### Data in this exercise
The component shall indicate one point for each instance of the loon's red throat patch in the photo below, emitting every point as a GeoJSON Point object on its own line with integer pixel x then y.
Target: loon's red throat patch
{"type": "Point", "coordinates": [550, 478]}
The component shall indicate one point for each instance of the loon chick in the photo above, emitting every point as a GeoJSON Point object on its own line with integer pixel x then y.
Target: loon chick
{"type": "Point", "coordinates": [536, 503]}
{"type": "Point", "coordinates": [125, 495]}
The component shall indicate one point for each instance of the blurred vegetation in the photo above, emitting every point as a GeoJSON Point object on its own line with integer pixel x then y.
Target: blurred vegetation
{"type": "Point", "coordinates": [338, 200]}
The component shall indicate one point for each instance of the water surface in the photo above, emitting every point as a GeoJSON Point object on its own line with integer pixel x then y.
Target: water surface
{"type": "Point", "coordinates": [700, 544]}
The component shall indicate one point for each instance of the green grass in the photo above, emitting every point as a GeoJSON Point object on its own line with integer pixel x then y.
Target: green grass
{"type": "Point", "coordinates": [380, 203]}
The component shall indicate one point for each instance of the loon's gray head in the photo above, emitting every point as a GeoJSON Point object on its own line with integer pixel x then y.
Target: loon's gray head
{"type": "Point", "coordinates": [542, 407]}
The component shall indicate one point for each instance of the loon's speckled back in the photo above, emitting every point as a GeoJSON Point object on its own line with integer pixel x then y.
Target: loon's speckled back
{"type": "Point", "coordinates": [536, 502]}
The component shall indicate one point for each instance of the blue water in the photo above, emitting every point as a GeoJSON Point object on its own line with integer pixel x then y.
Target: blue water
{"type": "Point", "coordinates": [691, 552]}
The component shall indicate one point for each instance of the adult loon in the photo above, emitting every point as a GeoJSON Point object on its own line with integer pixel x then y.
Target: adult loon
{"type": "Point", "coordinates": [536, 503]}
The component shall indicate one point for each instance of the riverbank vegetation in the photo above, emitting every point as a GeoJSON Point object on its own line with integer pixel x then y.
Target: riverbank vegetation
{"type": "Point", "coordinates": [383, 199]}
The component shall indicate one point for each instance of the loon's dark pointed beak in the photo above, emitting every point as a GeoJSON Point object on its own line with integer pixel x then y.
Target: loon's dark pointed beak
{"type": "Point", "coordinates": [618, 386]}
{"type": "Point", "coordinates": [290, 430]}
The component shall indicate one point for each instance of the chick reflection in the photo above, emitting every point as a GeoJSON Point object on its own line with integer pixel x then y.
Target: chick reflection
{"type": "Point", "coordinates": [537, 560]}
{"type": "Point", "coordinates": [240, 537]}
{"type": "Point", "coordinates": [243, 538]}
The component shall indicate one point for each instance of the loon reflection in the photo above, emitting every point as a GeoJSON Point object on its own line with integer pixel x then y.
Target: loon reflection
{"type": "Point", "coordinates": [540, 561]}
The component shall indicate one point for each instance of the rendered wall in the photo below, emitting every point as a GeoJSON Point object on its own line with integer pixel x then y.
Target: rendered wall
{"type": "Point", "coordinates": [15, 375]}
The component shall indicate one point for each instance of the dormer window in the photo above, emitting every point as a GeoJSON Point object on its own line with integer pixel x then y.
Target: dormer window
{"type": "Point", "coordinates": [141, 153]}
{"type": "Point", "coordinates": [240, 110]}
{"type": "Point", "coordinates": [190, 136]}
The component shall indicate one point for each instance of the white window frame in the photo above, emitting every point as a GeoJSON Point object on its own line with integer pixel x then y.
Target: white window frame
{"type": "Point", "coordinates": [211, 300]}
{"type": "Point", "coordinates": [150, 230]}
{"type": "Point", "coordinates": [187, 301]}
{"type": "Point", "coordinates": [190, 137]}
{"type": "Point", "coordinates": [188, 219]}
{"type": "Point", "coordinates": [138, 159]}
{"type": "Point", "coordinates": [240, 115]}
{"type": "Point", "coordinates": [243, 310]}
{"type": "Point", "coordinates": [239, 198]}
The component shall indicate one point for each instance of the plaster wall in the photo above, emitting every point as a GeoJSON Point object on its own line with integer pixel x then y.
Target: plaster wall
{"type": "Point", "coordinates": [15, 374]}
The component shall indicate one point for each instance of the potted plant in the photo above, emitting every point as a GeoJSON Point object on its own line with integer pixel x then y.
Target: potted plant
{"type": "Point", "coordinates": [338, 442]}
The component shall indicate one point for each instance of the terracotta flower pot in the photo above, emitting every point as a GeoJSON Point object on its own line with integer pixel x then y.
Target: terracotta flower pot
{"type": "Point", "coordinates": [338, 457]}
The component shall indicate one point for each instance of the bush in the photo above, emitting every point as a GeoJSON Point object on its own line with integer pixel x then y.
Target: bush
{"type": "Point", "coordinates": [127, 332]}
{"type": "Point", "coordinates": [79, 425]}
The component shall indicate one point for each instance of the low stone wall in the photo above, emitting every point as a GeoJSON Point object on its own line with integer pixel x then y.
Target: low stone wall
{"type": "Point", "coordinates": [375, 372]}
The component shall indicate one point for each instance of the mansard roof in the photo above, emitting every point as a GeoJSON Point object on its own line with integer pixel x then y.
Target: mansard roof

### What you should do
Which lines in the records above contain the word "below"? Copy each one.

### Written answer
The component shall indicate one point for each instance of the loon's red throat patch in the photo below, emitting every point as a GeoJSON Point object on its own line with integer pixel x then y.
The component shall indicate one point for each instance of the rendered wall in the photo below, emitting every point as a GeoJSON Point object on its own line with integer pixel x then y.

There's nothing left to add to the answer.